## Directions for this task
Turn everything from the line containing "for every instance of the white dress" down to the last line of the entries into a JSON list of strings, one string per line, with blank lines left out.

------------------------------------------------------------

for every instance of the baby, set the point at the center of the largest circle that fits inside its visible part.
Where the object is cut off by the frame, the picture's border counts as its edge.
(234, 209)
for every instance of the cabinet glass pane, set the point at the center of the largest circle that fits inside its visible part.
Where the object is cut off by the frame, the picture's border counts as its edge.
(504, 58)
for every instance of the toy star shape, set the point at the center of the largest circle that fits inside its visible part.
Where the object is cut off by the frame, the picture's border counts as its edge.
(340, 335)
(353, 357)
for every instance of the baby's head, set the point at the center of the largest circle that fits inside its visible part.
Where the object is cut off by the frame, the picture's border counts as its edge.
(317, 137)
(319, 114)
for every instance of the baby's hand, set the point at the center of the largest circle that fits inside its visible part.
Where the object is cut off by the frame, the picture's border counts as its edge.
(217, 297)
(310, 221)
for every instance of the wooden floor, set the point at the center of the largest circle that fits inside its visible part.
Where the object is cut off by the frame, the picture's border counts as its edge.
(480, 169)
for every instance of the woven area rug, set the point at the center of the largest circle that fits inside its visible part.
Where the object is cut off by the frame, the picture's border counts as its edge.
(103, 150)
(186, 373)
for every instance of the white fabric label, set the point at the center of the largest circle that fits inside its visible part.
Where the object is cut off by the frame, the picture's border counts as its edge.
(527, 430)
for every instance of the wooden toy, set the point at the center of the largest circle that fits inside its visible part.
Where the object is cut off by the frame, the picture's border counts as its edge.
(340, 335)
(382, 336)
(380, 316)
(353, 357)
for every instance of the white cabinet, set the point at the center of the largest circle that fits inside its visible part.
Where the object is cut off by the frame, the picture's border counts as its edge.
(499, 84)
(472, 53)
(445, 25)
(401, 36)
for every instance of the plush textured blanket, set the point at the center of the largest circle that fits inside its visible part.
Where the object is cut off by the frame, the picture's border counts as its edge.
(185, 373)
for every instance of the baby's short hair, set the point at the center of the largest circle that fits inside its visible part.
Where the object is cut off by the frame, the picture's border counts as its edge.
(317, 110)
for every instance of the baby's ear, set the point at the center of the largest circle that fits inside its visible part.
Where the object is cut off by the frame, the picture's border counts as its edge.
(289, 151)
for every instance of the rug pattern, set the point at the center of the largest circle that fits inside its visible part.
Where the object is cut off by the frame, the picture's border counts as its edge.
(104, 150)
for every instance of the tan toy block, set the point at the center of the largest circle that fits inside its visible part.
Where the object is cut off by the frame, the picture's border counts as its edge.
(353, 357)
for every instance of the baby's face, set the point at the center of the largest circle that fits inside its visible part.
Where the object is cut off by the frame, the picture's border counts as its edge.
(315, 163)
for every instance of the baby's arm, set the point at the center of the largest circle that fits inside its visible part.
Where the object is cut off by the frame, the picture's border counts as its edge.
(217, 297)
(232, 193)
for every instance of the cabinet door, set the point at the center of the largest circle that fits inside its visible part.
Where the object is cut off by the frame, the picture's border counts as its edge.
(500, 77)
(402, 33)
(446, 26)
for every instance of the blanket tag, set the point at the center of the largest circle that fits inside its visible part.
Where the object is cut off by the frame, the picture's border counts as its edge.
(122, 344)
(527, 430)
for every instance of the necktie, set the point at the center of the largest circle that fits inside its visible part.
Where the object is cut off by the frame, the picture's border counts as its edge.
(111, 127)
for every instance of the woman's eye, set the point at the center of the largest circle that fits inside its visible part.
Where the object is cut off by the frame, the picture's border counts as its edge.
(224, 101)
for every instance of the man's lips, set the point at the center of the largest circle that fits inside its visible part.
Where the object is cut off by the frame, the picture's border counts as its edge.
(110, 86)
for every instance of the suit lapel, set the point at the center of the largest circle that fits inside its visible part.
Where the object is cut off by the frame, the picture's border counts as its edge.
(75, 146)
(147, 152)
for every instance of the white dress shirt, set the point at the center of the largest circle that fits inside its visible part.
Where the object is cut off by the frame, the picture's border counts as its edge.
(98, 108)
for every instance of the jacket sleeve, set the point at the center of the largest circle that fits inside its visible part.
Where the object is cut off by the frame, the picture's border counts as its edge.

------------------------------------------------------------

## Task output
[
  "for every instance of the white dress shirt, set the point at the center of the largest circle that fits inside its visible part.",
  "Where the object is cut off by the frame, the picture's border counts as its edge.",
  "(98, 108)",
  "for every instance of the jacket sleeve, set the point at the center of the largest circle that fits inside its visible part.",
  "Where the object is cut off by the frame, the picture's border counts as its edge."
]